>>>

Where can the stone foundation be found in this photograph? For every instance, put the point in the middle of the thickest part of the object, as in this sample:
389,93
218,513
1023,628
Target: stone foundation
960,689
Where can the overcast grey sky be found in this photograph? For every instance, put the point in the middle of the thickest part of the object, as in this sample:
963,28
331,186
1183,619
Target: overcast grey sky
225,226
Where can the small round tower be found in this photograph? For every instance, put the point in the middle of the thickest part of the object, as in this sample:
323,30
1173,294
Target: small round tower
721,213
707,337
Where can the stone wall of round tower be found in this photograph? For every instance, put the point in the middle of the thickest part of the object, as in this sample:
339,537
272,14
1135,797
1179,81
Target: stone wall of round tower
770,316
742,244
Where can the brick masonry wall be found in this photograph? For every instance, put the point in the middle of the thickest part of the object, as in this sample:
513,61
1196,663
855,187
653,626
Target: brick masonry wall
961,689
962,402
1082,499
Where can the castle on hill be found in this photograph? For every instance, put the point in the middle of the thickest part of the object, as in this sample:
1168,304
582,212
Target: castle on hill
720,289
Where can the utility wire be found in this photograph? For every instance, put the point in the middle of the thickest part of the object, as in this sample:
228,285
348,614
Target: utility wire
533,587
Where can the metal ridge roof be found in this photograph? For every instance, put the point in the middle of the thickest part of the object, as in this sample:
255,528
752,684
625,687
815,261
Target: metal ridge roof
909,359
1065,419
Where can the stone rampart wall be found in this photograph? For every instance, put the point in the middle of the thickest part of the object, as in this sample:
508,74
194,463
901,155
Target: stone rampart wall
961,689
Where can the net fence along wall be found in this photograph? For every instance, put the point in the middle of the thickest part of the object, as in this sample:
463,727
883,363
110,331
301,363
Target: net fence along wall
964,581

<<<
>>>

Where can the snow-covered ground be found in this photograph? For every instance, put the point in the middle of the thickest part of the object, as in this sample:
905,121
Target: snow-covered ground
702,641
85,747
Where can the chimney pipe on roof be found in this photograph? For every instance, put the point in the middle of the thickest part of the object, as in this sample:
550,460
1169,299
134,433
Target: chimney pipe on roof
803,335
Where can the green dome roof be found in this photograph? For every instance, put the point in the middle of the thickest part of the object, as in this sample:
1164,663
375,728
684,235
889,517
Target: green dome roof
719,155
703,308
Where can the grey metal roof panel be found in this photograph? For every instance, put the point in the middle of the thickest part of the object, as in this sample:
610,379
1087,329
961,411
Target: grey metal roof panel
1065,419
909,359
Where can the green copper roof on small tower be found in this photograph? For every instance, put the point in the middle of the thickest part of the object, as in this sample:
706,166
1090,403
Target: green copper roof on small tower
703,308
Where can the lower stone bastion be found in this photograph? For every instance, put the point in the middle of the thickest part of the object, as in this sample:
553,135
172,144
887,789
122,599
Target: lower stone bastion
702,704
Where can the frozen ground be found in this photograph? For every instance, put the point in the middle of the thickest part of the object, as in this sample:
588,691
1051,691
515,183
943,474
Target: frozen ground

<<<
>>>

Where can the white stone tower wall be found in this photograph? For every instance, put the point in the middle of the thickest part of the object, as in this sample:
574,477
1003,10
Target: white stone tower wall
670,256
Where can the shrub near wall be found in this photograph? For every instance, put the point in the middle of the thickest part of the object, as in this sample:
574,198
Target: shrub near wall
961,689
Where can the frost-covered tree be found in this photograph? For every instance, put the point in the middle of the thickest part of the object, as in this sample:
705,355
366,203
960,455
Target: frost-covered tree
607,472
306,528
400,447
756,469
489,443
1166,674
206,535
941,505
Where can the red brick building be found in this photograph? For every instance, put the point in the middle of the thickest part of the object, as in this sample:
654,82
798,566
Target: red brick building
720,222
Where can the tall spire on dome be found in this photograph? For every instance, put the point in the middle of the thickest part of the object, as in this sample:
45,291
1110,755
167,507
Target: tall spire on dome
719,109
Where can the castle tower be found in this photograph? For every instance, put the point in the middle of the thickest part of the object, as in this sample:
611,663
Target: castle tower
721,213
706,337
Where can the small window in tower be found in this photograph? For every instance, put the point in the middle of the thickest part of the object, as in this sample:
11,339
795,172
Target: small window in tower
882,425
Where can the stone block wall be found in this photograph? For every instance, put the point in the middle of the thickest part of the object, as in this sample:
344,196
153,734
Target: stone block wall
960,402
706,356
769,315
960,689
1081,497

<<<

Tarea: Convierte en una lista JSON de cadenas la parte del material que empieza con la línea que contiene "Where can the green copper" y termina con la que contiene "Target: frozen ground", ambas incluidas. Pon una cadena por cada línea y omite las líneas en blanco.

El resultado:
[
  "Where can the green copper roof on small tower be found in this photograph? For every instance, put the point in the middle of the thickest part of the object, as in this sample:",
  "706,166",
  "1090,403",
  "Target: green copper roof on small tower",
  "703,308",
  "Where can the lower stone bastion be found in this photograph? For every instance, put the point in the middle of the thickest part of the object, as in this sample:",
  "553,135",
  "172,144",
  "887,789",
  "122,599",
  "Target: lower stone bastion",
  "702,704",
  "Where can the frozen ground be found in this photograph? For every instance, put the point in the middle of the thickest part of the object, as in this sample:",
  "588,691",
  "1051,691",
  "515,183",
  "943,474",
  "Target: frozen ground"
]